**Activity A**:
Answer these questions using the blog post about Queen's Gambit and the writer's children:
(i) Whose mannerisms does the main character of Queen's Gambit take on?
(ii) Where did the children pick up the word "sexy"?
(iii) Which two sports leagues does the post say are underway?
**Activity B**:
Summarize the blog post about Queen's Gambit and the writer's children in two sentences.
**Activity C**:
Transcribe the blog post about Queen's Gambit and the writer's children word for word, everything from "Even though there's" down to "NBA are underway.".

**Document passage**:
·····
I understand that TV shows get to take some liberties, like Carrie Bradshaw’s weekly Village Voice column funding her Dolce closet and NY apartment, but I could forgive the unexplained wealth thanks to Samantha’s generous serving of dick-jokes. In Queen’s Gambit there wasn’t a counterbalance to the unexplained intelligence, and my tolerance was worn real thin by the repetition of close-up shots of pursed lips and doe eyed Not-Emma-Stone demonstrating she was thinking real hard. I actually screamed at the TV, “You’re playing chess bitch, not taking a selfie!”


The desperation for a diverse cast lends itself to some pretty cringeworthy recycled tropes. However, it was the childhood best friend character that made me move the box of See’s chocolates off my lap so I could get my notebook and write down her great line, “Fuck em’ if they can’t take a joke.”  


In case you’re wondering if the Queen’s Gambit is based on a real life woman, Google says no, but her mannerisms are taken from the racist hermit Bobby Fischer, so the show’s motivation of advancing female roles on TV bitters since they decided to just slap a vagina on a man. It reminds me of Ms. Monopoly, the board game adapted for young girls who prefer a business suit over a princess costume. I felt a burning rage after reading the tagline on the Ms. Monopoly box, “The first game where women make more than men.” 


**


My kids and I were sitting at the table doing our work, when they started bickering. Kiki turned to G and yelled, “YOU SEXY ANNOYANCE!”

I tried not to laugh. They picked up the word listening to Top Pop, but have no idea what it means. I didn’t know what to say, so I told her to be nice. I will figure out what to say if I hear it again because “sexy” is the last thing she wants to be screaming at the boys in her class who annoy her.


Kiki is a huge proponent of “Girls Rule, Boys Drool.” She takes in a lot of hyper-aggressive-girl-empowering content, but I have to remind her that it is sexist to say you don’t like someone because they are a boy. I advocate, ”Girls rule AND Boys rule!”

Then G chimes in, “No, actually Girls drool and Boys drool.”


Even though there's a lot of music about Girls ruling the world, reality is falling short at the moment, especially here in California where female dominated industries are shut down because of coronavirus. Construction is in full force, but hair stylists are being snuck in the back door. Local coffee shops and restaurants are closing down, yet Starbucks has a line wrapping around the block. The elementary schools are closed, but the NFL and NBA are underway.
·····
**Data records**:
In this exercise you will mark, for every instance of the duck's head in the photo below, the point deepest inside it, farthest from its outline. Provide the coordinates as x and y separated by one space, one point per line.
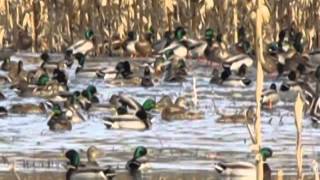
250 114
56 110
226 73
89 34
242 33
298 44
209 34
132 36
124 68
266 153
45 56
242 70
140 152
158 65
149 104
74 157
43 80
92 153
317 73
181 102
292 76
179 33
81 58
273 86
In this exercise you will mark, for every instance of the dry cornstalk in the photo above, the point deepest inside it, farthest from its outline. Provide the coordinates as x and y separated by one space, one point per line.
298 109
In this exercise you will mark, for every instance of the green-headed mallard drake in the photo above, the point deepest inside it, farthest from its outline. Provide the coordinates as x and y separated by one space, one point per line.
164 102
144 45
2 97
179 111
58 121
290 89
83 46
176 71
162 43
198 49
146 79
270 96
3 111
129 45
138 121
24 41
75 172
28 108
177 48
247 117
233 81
245 169
137 163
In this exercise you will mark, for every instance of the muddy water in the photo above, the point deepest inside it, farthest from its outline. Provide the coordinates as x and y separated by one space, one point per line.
177 150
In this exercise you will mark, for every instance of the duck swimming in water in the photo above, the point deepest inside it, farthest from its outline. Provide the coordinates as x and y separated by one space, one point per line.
76 172
245 169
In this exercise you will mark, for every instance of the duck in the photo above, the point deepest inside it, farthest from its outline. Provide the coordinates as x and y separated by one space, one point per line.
75 172
162 43
247 117
233 81
138 121
24 41
177 48
58 121
179 111
129 45
270 97
3 111
176 71
144 46
289 89
83 46
146 79
2 97
245 169
28 108
198 49
137 163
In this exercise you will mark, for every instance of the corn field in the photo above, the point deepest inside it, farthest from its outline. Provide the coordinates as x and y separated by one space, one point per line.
54 24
·····
**Task solution A**:
(i) Bobby Fischer's
(ii) From listening to Top Pop
(iii) The NFL and the NBA

**Task solution B**:
The writer criticizes Queen's Gambit for its unexplained intelligence and repeated close-ups, and for a lead whose mannerisms come from Bobby Fischer, which the writer compares to the Ms. Monopoly board game. The writer then recounts Kiki yelling "sexy" at G and favoring "Girls Rule, Boys Drool," and notes that in California female-dominated industries are shut down because of coronavirus while construction, Starbucks and the NFL and NBA carry on.

**Task solution C**:
Even though there's a lot of music about Girls ruling the world, reality is falling short at the moment, especially here in California where female dominated industries are shut down because of coronavirus. Construction is in full force, but hair stylists are being snuck in the back door. Local coffee shops and restaurants are closing down, yet Starbucks has a line wrapping around the block. The elementary schools are closed, but the NFL and NBA are underway.